• [Work task] With pictures omitted, the line containing "In the photo above, each instance of the stone building" and all later lines of the records below are to be restated word for word.

• [Provided data]
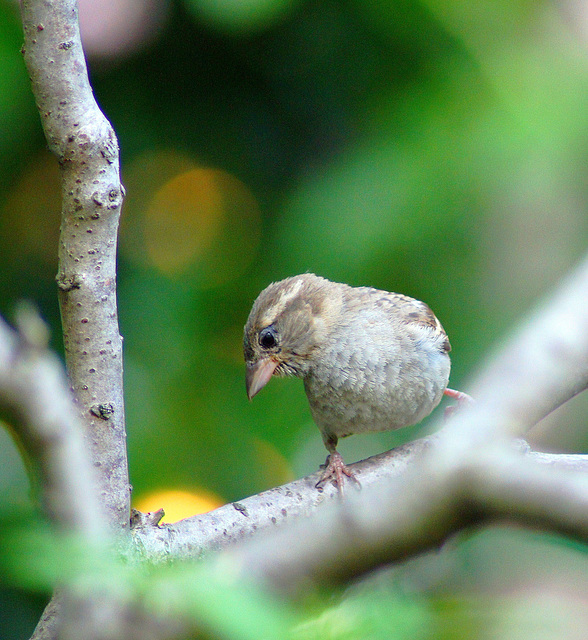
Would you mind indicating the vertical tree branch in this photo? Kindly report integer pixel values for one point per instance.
(87, 149)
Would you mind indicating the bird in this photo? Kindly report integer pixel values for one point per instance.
(371, 360)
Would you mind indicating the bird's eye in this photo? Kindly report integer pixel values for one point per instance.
(268, 338)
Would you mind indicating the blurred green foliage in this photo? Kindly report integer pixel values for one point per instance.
(437, 148)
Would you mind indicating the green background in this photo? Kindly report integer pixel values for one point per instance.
(435, 148)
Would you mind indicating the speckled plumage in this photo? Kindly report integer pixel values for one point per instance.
(370, 360)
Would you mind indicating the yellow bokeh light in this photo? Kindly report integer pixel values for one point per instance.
(178, 504)
(184, 218)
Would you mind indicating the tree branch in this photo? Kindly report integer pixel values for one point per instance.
(35, 397)
(87, 149)
(469, 473)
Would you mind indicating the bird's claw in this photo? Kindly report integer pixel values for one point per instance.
(462, 399)
(335, 469)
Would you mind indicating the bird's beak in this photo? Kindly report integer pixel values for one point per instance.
(258, 375)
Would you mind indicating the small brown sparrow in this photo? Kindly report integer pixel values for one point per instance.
(370, 360)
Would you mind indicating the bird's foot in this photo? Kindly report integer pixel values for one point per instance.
(461, 397)
(335, 469)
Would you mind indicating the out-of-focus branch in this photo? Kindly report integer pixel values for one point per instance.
(87, 149)
(35, 398)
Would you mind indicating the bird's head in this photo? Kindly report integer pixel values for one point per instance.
(287, 324)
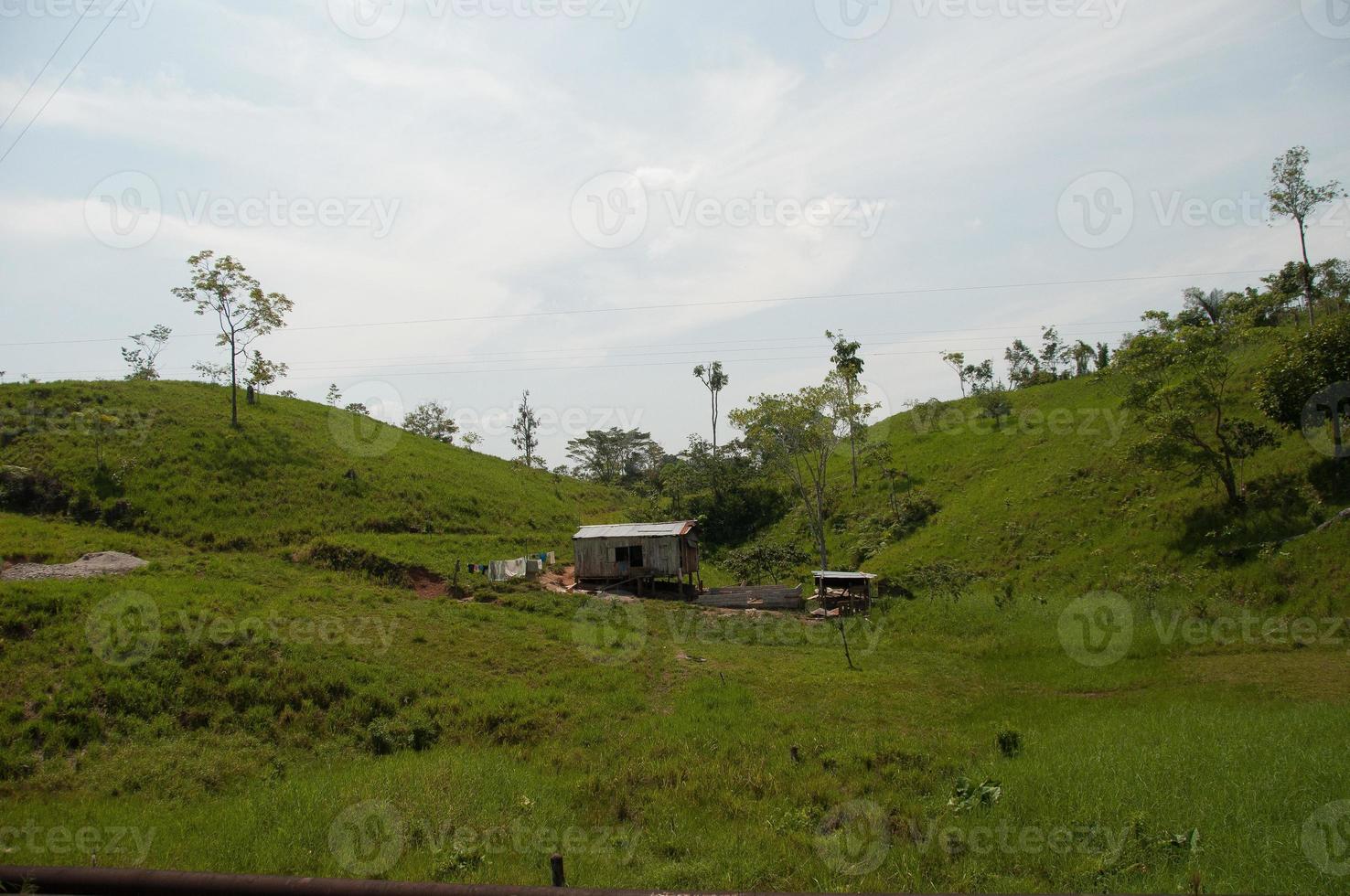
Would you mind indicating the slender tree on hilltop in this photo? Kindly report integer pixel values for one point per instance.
(243, 311)
(714, 380)
(525, 430)
(850, 368)
(1293, 197)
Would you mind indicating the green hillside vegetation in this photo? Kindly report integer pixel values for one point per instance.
(159, 458)
(1051, 502)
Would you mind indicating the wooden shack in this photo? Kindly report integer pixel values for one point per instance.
(848, 592)
(638, 553)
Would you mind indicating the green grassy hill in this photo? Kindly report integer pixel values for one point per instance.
(294, 473)
(238, 710)
(1052, 505)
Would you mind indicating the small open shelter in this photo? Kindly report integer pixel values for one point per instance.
(845, 592)
(636, 553)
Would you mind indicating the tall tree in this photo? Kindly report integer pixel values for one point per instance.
(714, 380)
(263, 373)
(850, 368)
(1023, 365)
(1293, 197)
(1183, 380)
(434, 421)
(956, 360)
(241, 308)
(525, 430)
(146, 352)
(1082, 354)
(616, 456)
(980, 377)
(798, 432)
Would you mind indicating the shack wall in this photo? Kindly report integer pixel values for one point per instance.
(660, 558)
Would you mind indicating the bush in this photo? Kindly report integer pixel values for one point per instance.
(1304, 366)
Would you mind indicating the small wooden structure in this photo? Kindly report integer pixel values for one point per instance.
(636, 553)
(848, 592)
(768, 597)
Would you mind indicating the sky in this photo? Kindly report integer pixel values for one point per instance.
(584, 198)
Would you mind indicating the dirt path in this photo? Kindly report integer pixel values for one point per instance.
(102, 563)
(561, 581)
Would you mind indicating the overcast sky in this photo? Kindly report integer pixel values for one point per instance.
(466, 198)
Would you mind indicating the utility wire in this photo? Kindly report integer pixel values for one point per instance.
(43, 107)
(46, 65)
(925, 291)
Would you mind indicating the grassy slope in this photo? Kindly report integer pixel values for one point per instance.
(1060, 509)
(283, 479)
(667, 748)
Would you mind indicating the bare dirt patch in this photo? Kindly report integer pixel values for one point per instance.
(104, 563)
(559, 581)
(427, 584)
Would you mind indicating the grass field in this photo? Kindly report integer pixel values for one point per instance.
(284, 720)
(232, 708)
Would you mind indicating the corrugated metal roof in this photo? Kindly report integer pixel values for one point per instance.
(636, 530)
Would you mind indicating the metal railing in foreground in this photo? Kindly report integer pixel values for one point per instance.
(134, 881)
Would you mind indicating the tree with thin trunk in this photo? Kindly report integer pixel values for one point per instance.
(145, 355)
(1293, 197)
(956, 360)
(714, 380)
(850, 368)
(263, 373)
(1183, 383)
(798, 433)
(243, 311)
(525, 430)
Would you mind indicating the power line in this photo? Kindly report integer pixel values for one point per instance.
(46, 65)
(689, 354)
(474, 319)
(43, 107)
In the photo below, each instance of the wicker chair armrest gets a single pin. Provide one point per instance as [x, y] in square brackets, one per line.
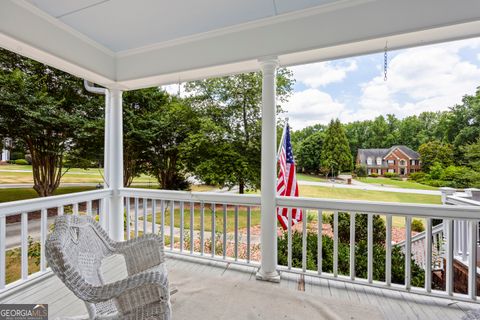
[95, 294]
[141, 253]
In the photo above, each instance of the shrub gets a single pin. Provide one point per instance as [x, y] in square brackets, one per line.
[460, 177]
[417, 176]
[390, 175]
[417, 225]
[436, 171]
[15, 155]
[361, 228]
[361, 171]
[438, 183]
[21, 162]
[361, 258]
[327, 217]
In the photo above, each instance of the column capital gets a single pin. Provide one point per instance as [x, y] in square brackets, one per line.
[268, 63]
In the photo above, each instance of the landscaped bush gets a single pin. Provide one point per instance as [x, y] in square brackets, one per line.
[390, 175]
[417, 176]
[327, 217]
[417, 225]
[361, 171]
[15, 155]
[21, 162]
[361, 228]
[361, 258]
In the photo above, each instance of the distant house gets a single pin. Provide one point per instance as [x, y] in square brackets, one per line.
[397, 159]
[5, 155]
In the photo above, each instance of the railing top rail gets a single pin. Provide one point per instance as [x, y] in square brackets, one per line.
[16, 207]
[421, 235]
[462, 200]
[187, 196]
[404, 209]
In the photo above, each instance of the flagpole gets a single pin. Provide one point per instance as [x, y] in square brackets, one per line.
[283, 138]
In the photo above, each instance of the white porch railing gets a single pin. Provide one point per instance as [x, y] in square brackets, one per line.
[90, 202]
[225, 228]
[448, 213]
[176, 213]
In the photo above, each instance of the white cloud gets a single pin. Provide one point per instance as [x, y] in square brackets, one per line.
[311, 106]
[421, 79]
[175, 89]
[317, 75]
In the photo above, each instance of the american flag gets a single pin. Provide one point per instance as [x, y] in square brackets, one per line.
[287, 181]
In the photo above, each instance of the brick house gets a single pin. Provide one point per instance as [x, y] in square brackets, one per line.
[397, 159]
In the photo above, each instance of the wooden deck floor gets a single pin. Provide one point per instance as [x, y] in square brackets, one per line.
[392, 304]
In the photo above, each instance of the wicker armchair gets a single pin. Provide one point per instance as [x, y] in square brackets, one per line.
[75, 250]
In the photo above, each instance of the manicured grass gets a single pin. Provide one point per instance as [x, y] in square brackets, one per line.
[396, 183]
[310, 177]
[13, 265]
[242, 218]
[358, 194]
[14, 194]
[73, 175]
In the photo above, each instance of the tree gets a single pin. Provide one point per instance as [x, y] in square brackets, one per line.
[435, 152]
[46, 110]
[226, 150]
[309, 153]
[336, 154]
[472, 155]
[139, 108]
[164, 133]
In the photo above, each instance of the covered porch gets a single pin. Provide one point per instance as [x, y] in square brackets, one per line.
[123, 46]
[217, 284]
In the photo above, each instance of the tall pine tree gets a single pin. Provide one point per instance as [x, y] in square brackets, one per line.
[336, 156]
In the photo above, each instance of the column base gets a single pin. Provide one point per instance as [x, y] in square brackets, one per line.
[270, 276]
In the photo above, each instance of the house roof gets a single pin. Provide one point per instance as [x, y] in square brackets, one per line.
[363, 154]
[409, 152]
[134, 44]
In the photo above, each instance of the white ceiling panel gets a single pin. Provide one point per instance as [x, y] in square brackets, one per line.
[126, 24]
[285, 6]
[57, 8]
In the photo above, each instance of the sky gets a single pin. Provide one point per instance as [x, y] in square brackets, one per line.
[428, 78]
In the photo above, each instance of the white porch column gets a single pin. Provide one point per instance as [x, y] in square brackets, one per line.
[268, 269]
[106, 152]
[115, 165]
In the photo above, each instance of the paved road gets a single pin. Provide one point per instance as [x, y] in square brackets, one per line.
[364, 186]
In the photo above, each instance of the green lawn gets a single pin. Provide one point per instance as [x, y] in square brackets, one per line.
[310, 177]
[242, 218]
[358, 194]
[396, 183]
[15, 194]
[73, 175]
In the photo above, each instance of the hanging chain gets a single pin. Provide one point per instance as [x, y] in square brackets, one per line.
[385, 62]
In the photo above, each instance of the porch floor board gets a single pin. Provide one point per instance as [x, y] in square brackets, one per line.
[392, 304]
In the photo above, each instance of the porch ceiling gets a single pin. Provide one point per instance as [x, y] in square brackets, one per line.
[142, 43]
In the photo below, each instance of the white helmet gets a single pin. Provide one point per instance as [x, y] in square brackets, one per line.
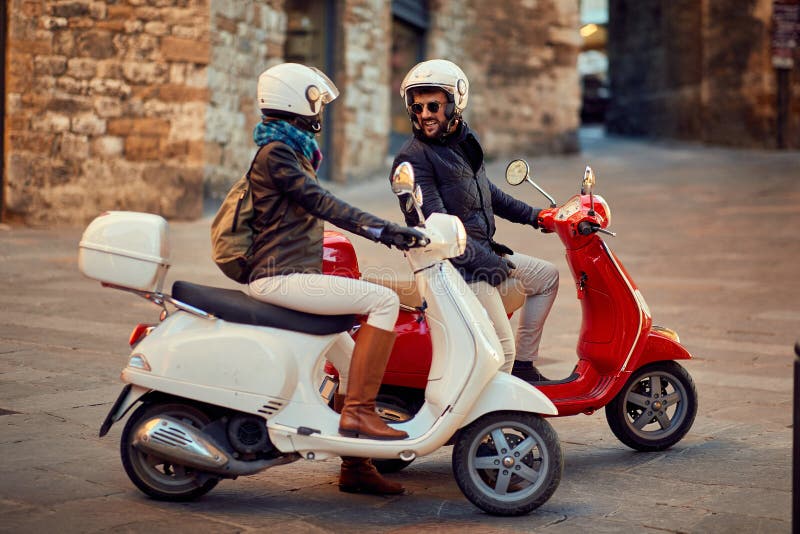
[295, 89]
[441, 74]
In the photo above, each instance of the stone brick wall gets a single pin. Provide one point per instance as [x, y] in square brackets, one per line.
[247, 37]
[105, 108]
[362, 111]
[149, 105]
[695, 70]
[520, 58]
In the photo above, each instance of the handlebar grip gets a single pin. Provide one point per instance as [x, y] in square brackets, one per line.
[587, 227]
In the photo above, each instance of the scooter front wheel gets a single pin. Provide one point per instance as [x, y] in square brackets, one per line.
[155, 476]
[655, 408]
[508, 463]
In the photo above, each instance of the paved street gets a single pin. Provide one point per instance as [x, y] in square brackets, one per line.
[709, 235]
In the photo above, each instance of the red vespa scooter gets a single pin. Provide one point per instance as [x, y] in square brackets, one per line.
[625, 363]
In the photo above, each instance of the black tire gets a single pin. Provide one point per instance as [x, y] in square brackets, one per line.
[154, 476]
[393, 410]
[640, 418]
[508, 463]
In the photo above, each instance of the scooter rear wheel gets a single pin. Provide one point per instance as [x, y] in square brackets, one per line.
[508, 463]
[655, 409]
[155, 476]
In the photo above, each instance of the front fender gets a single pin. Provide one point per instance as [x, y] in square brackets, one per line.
[127, 398]
[506, 392]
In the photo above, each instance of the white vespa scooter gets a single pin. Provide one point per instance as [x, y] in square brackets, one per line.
[229, 386]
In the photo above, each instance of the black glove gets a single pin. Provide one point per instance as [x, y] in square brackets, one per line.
[402, 237]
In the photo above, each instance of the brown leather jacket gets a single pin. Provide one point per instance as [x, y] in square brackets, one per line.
[290, 207]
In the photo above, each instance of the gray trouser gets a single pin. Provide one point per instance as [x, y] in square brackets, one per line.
[539, 278]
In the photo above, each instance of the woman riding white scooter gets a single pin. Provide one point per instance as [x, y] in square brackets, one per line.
[286, 265]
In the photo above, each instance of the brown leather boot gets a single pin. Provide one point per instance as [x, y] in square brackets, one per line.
[358, 475]
[370, 355]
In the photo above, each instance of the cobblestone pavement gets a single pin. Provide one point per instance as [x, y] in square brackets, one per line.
[710, 236]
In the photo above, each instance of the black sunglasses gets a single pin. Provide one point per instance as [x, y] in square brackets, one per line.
[433, 107]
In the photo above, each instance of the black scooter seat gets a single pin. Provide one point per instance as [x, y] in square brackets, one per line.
[236, 307]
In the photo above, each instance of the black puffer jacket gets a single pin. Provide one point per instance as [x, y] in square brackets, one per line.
[290, 207]
[453, 180]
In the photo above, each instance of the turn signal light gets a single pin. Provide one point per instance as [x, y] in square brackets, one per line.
[140, 331]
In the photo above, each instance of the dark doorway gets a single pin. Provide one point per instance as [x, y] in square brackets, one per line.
[310, 40]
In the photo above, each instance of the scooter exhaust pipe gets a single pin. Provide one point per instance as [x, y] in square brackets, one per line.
[183, 444]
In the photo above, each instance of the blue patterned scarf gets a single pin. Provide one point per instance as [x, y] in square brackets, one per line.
[299, 140]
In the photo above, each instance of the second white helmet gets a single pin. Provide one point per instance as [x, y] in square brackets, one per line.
[296, 89]
[441, 74]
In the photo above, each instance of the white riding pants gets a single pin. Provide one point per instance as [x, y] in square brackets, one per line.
[331, 295]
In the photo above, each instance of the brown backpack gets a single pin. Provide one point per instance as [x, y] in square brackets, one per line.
[231, 232]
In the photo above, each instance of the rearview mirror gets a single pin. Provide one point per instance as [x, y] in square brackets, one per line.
[518, 171]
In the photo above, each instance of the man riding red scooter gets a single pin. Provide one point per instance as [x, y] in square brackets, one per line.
[625, 363]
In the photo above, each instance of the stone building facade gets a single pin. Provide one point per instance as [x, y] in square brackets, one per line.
[699, 70]
[149, 105]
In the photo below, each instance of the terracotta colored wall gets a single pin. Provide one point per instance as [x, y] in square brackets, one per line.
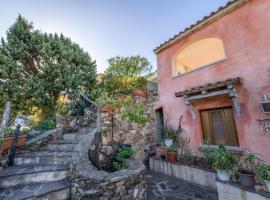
[246, 36]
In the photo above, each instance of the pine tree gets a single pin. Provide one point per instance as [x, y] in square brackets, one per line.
[36, 68]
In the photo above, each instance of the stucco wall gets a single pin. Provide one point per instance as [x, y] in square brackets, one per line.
[245, 34]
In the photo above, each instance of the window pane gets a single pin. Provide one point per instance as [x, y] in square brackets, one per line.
[218, 127]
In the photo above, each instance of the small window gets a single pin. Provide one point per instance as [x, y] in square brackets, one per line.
[218, 127]
[198, 54]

• [Your response]
In the photo above, each instance of the stone building facade gets a single pin. Provide one point per instance as [x, y] in square brackets, one per line.
[699, 70]
[149, 105]
In the photo below, each instance of the terracotta colored wall gets a single pin. Provide one point per instance as [x, y] in square brackets, one per line.
[246, 36]
In the photo above, each instance of the pine tree gets a single pin. Provide one point per instance as [x, y] in square brackets, one per line.
[36, 68]
In the photo above, each instance of the stucco wall gets a single pin. Provide one point per instance as [x, y] in square brackets, one per line.
[245, 34]
In the photo above, each instance of the window pane gets a single pin. Provide one point per instance as [x, y] in square brackets, one per line.
[218, 127]
In the photo above, each instance of the small window gets a single pin. Provide one point per instance as [x, y] in square brackets, one per line.
[218, 127]
[198, 54]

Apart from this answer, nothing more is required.